*PROBLEM REQUIREMENTS*.
Reproduce the lines below exactly as they appear, with no changes.

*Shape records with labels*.
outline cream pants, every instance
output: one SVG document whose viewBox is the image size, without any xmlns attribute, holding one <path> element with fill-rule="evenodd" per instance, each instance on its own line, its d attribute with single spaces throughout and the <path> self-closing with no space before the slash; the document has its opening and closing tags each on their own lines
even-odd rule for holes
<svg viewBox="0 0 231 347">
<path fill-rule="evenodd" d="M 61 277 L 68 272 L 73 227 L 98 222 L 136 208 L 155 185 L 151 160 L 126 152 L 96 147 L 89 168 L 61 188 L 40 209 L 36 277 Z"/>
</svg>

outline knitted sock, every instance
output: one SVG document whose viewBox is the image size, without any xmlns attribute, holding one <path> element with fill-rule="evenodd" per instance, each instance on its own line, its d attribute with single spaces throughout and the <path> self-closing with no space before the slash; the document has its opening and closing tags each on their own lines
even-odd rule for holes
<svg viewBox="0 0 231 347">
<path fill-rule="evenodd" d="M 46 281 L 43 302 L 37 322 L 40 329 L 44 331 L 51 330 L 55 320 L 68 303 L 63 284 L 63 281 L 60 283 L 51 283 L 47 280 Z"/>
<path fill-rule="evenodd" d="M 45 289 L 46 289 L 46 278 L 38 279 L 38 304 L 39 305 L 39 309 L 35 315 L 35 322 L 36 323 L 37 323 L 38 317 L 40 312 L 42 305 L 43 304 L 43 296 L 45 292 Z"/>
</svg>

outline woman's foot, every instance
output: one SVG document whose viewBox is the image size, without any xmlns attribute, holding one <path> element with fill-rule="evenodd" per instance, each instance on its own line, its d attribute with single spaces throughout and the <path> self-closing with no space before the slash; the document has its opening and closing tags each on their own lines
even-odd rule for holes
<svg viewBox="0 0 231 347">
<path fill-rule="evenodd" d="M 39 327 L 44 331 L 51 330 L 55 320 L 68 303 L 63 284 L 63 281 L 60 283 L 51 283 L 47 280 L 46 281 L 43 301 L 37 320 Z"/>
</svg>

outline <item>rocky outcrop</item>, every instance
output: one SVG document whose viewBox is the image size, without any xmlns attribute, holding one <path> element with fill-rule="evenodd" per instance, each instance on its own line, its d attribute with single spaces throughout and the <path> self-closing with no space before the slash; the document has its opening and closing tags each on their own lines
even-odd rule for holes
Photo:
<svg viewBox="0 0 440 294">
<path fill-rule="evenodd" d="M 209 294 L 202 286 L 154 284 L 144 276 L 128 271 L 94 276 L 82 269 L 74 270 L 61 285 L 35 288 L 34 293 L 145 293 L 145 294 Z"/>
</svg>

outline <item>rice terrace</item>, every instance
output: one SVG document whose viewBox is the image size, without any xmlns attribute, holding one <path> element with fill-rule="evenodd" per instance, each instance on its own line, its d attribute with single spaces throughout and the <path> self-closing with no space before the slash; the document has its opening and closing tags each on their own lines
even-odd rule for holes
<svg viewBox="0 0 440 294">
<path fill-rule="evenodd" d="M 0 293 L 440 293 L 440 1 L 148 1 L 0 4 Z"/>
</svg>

*EXERCISE OUTPUT*.
outline cream pants, every instance
output: one SVG document whose viewBox is the image size, without any xmlns attribute, holding one <path> element with fill-rule="evenodd" per instance, each instance on its own line, its d attribute with single spaces throughout and the <path> self-closing with no space before the slash; the document has its opening and closing tags each on their own lines
even-odd rule for holes
<svg viewBox="0 0 231 347">
<path fill-rule="evenodd" d="M 61 277 L 68 272 L 73 227 L 98 222 L 136 208 L 155 185 L 151 160 L 126 152 L 96 147 L 89 168 L 61 188 L 40 209 L 36 277 Z"/>
</svg>

outline knitted sock, every instance
output: one SVG document whose viewBox is the image size, without any xmlns attribute, holding one <path> element with fill-rule="evenodd" per instance, each instance on its own line, its d attribute with single spaces throughout and the <path> self-closing with no space before the slash; the document has its opening and closing tags each on their own lines
even-odd rule for holes
<svg viewBox="0 0 231 347">
<path fill-rule="evenodd" d="M 46 281 L 43 302 L 37 322 L 40 329 L 44 331 L 51 330 L 55 320 L 68 303 L 63 284 L 63 281 L 60 283 L 51 283 L 47 280 Z"/>
<path fill-rule="evenodd" d="M 45 289 L 46 289 L 46 278 L 38 279 L 38 304 L 39 305 L 39 309 L 35 315 L 35 322 L 36 323 L 37 323 L 38 317 L 40 312 L 42 305 L 43 304 L 43 296 L 45 292 Z"/>
</svg>

outline woman's foot, every instance
output: one SVG document whose viewBox is the image size, without any xmlns attribute, holding one <path> element with fill-rule="evenodd" per instance, each instance on its own line, its d attribute with single spaces throughout and the <path> self-closing with no space before the slash; the document has its opening and closing tags each on their own lines
even-odd rule for holes
<svg viewBox="0 0 231 347">
<path fill-rule="evenodd" d="M 39 327 L 44 331 L 51 330 L 55 320 L 68 303 L 63 284 L 63 281 L 60 283 L 51 283 L 47 280 L 46 281 L 43 301 L 37 320 Z"/>
</svg>

outline <item>rocky outcrop</item>, every instance
output: one SVG document whose viewBox is the image size, without any xmlns attribute, holding one <path> element with fill-rule="evenodd" per instance, each instance on its own line, its d attribute with single spaces throughout and the <path> self-closing with no space before the slash; the document has its opening and closing tags each on their own lines
even-odd rule for holes
Photo:
<svg viewBox="0 0 440 294">
<path fill-rule="evenodd" d="M 209 294 L 202 286 L 154 284 L 144 276 L 128 271 L 94 276 L 82 269 L 74 270 L 61 285 L 35 288 L 34 293 L 145 293 L 145 294 Z"/>
</svg>

outline <item>rice terrace</item>, every instance
output: one SVG document whose viewBox is the image size, without any xmlns attribute, holding one <path> element with fill-rule="evenodd" per instance, each instance on its own line, its d attribute with single spaces throughout and the <path> self-closing with no space before the slash; the document has its opening and closing tags each on their own lines
even-odd rule for holes
<svg viewBox="0 0 440 294">
<path fill-rule="evenodd" d="M 0 293 L 440 293 L 440 1 L 148 1 L 0 4 Z"/>
</svg>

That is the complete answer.